■ GIVEN EXERCISE:
Copy the listing below line for line, with nothing changed.
## start
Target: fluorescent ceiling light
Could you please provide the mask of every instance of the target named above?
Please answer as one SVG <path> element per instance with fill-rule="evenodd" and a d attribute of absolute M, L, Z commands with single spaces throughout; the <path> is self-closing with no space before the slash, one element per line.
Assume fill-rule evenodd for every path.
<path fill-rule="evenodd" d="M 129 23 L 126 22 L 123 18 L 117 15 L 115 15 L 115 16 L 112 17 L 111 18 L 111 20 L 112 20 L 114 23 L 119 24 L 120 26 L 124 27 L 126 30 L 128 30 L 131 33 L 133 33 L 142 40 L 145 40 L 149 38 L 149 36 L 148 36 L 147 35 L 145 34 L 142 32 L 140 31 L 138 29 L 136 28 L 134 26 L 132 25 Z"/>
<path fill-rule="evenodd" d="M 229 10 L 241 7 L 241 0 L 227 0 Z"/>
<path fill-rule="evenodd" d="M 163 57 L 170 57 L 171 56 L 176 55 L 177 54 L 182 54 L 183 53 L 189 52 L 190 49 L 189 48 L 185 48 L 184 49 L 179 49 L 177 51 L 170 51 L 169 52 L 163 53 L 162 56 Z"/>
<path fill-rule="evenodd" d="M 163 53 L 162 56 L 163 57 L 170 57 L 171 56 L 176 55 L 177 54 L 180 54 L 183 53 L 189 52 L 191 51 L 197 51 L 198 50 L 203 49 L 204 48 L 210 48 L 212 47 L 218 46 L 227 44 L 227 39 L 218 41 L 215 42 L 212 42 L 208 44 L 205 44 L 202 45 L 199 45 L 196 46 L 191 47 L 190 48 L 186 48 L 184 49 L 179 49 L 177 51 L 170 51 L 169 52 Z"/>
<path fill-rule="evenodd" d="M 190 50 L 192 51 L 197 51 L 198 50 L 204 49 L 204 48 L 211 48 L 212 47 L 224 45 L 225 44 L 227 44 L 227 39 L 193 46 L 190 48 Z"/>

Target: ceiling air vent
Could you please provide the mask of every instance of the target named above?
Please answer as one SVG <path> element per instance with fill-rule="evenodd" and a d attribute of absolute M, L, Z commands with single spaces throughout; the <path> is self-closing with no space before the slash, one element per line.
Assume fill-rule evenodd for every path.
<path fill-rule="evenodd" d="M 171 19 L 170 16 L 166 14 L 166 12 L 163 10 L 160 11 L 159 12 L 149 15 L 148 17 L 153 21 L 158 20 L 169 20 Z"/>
## end
■ EXERCISE ANSWER:
Target: fluorescent ceiling light
Could you please provide the mask of every instance of the target named above?
Please answer as one SVG <path> element per instance with fill-rule="evenodd" and a d attribute of absolute M, L, Z commands with single spaces throughout; the <path> is self-closing with no space before the slash, one element per line.
Assume fill-rule evenodd for every path.
<path fill-rule="evenodd" d="M 129 23 L 126 22 L 123 18 L 117 15 L 115 15 L 115 16 L 112 17 L 111 18 L 111 20 L 112 20 L 114 23 L 119 24 L 120 26 L 124 27 L 126 30 L 128 30 L 131 33 L 133 33 L 142 40 L 145 40 L 149 38 L 149 36 L 148 36 L 147 35 L 145 34 L 142 32 L 140 31 L 138 29 L 136 28 L 134 26 L 132 25 Z"/>
<path fill-rule="evenodd" d="M 229 10 L 241 7 L 241 0 L 227 0 Z"/>
<path fill-rule="evenodd" d="M 163 57 L 170 57 L 171 56 L 176 55 L 177 54 L 182 54 L 183 53 L 189 52 L 190 49 L 189 48 L 185 48 L 184 49 L 179 49 L 177 51 L 170 51 L 169 52 L 163 53 L 162 56 Z"/>
<path fill-rule="evenodd" d="M 163 53 L 162 56 L 163 57 L 170 57 L 171 56 L 176 55 L 177 54 L 180 54 L 183 53 L 189 52 L 191 51 L 197 51 L 198 50 L 203 49 L 204 48 L 210 48 L 212 47 L 218 46 L 227 44 L 227 39 L 218 41 L 215 42 L 212 42 L 208 44 L 205 44 L 202 45 L 199 45 L 196 46 L 191 47 L 190 48 L 186 48 L 184 49 L 179 49 L 177 51 L 170 51 L 169 52 Z"/>
<path fill-rule="evenodd" d="M 190 50 L 192 51 L 197 51 L 198 50 L 204 49 L 204 48 L 211 48 L 212 47 L 224 45 L 225 44 L 227 44 L 227 39 L 193 46 L 190 48 Z"/>

Target: ceiling air vent
Could you please provide the mask of every instance of the target named above?
Please answer as one SVG <path> element per instance with fill-rule="evenodd" and a d attribute of absolute M, L, Z commands with single spaces throughout; the <path> is self-closing with no space before the slash, one element per line.
Assume fill-rule evenodd for every path.
<path fill-rule="evenodd" d="M 171 19 L 170 16 L 166 14 L 166 12 L 163 10 L 160 11 L 159 12 L 149 15 L 148 17 L 153 21 L 158 20 L 169 20 Z"/>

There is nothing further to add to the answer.